RECORDS SHOWN:
Content starts

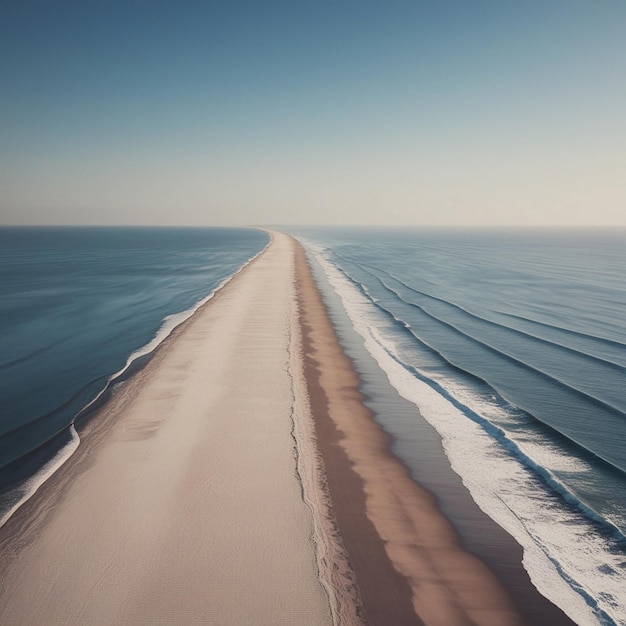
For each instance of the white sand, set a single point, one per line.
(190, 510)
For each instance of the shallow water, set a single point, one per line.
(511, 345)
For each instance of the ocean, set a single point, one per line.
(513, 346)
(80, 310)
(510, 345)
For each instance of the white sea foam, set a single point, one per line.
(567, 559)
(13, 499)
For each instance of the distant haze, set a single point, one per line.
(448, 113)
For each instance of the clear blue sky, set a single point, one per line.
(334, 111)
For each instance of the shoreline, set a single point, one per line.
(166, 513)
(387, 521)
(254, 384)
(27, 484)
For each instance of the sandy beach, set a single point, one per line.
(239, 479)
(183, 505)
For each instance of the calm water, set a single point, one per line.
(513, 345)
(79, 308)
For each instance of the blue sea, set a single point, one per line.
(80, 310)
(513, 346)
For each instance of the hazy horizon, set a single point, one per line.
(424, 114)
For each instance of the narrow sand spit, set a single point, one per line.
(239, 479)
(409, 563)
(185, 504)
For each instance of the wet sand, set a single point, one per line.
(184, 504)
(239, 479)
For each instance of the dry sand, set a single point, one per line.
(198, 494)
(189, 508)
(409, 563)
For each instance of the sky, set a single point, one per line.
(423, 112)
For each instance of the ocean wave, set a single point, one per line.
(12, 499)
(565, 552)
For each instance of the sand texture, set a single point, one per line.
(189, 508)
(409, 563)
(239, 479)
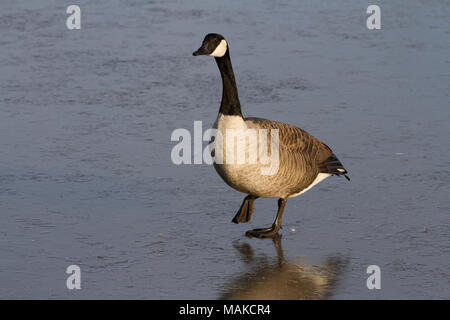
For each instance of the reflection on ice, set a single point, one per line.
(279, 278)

Content ends

Leave every picture out, and reproduce exactly the lines from the line bearing "For each instance of the hazy" through the closing line of the material above.

RESULT BELOW:
For each instance of the hazy horizon, set a single point, one per line.
(424, 114)
For each instance of the narrow sand spit, set a single point, one per line.
(239, 479)
(409, 563)
(185, 504)
For each instance of the wet sand, set a single point, one per line.
(184, 504)
(239, 479)
For each instance of the dry sand, set a single point, one per line.
(198, 494)
(189, 508)
(409, 563)
For each instance of the sky, set a single point, one per line.
(423, 112)
For each instance of the ocean wave, set a single point, one per line.
(12, 499)
(565, 552)
For each instance of the sand texture, set a single point, one per line.
(189, 508)
(409, 563)
(239, 479)
For each instance of the reflection on ice, set a single point, one per line.
(279, 278)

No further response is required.